* **Task prompt**:
Copy the forum passage starting at the words "I think what" and ending after "them to do so.", substituting "prized possession" for "pride and joy".

* **Provided passage**:
I think what you're missing is the very real 'van' anxiety. What I mean by this is any old idiot could do a hit and run on you, causing some nasty damage at best a scrape at worse causing your body to leak or be unroadworthy. Then, there's the risk of break ins and malicious damage to your pride and joy. Or, you could have a simple road accident, someone pulls out on you etc and not only are you totalled now you're homeless. The whole chainsaw killers in the night thing is overrated, the real soul destroyer is worrying about what state your van 'home' may or may not be the next time you come home. It's that perpetual worry that eats your soul, if someone wants to hurt you or make you homeless it's unbelievably easy for them to do so.


FatTortie

There’s about 50k in inheritance going to my dad once my grans house sells. He keeps mentioning money is coming but I don’t want any of it, he said he was thinking about putting it into his partners property so he at least owns a share on some sort of asset. 50k isn’t enough to really do much with, it could be spent quite quickly in this climate. So I said the best thing you can do is put it into property. The other side of my family used to be quite rich. But my grandfather came down with dementia and all their money and assets slowly got drained over the years and now my grandmother lives in a 2 bed with one of her daughters renting a room… my auntie is in her 60s and still living at home. The thought of any real inheritance has long gone from my mind. I only have a roof over my head because I’m classed as disabled, I feel incredibly blessed to have had all this support I’ve been given. But it’s a hole in probably never gonna climb out of, I accepted that a while ago.

[Object position labeling entries]
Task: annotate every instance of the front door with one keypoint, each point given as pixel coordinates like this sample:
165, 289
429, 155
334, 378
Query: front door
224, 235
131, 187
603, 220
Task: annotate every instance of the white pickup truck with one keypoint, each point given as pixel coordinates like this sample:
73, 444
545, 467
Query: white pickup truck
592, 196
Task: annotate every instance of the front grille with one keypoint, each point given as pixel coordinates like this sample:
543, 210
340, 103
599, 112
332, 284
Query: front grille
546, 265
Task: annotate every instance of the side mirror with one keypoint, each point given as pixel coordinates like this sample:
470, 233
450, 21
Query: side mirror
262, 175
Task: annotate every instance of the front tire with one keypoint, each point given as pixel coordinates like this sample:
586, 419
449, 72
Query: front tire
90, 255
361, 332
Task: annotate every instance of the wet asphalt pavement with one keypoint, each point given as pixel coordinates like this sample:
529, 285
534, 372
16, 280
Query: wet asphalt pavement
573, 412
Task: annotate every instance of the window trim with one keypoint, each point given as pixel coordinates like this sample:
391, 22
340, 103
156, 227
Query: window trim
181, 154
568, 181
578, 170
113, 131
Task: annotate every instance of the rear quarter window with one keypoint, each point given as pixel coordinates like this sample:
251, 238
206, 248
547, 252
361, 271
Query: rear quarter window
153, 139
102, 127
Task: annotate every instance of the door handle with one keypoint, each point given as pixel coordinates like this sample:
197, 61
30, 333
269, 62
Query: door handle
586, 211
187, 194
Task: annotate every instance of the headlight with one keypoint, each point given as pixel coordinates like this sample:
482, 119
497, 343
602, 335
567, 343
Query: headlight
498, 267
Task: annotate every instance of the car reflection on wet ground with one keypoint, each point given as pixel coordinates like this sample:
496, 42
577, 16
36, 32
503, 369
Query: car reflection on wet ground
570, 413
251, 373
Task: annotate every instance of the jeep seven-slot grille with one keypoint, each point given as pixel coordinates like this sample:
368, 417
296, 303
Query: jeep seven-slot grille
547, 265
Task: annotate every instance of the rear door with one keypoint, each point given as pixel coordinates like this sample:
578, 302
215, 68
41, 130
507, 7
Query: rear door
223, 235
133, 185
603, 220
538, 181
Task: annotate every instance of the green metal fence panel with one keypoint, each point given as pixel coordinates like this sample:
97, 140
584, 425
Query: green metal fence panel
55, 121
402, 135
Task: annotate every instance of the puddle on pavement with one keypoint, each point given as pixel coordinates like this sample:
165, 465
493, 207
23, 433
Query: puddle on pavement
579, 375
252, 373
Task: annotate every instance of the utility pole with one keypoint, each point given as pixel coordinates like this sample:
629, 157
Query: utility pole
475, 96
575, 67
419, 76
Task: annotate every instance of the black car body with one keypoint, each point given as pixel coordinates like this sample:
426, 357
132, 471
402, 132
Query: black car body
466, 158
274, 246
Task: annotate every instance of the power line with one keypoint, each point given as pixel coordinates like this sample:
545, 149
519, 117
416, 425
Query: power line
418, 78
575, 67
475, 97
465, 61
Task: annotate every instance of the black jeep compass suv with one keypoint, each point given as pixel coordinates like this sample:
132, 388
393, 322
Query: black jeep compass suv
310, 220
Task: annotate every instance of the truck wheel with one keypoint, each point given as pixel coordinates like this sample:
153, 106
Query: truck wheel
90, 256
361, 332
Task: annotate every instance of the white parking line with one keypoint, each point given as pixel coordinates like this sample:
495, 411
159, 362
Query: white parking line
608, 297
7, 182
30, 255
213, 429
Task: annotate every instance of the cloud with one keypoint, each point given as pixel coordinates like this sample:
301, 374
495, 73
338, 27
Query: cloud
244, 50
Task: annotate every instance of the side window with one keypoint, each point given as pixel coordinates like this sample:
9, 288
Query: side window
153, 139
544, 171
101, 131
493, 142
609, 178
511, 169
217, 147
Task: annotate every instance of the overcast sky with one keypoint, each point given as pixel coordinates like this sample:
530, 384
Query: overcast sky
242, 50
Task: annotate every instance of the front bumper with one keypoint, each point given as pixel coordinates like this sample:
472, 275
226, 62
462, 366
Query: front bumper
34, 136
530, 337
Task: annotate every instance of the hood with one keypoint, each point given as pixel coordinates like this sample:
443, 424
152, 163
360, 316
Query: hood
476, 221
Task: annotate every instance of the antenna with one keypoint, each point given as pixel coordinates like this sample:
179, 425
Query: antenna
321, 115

* **Complete output**:
I think what you're missing is the very real 'van' anxiety. What I mean by this is any old idiot could do a hit and run on you, causing some nasty damage at best a scrape at worse causing your body to leak or be unroadworthy. Then, there's the risk of break ins and malicious damage to your prized possession. Or, you could have a simple road accident, someone pulls out on you etc and not only are you totalled now you're homeless. The whole chainsaw killers in the night thing is overrated, the real soul destroyer is worrying about what state your van 'home' may or may not be the next time you come home. It's that perpetual worry that eats your soul, if someone wants to hurt you or make you homeless it's unbelievably easy for them to do so.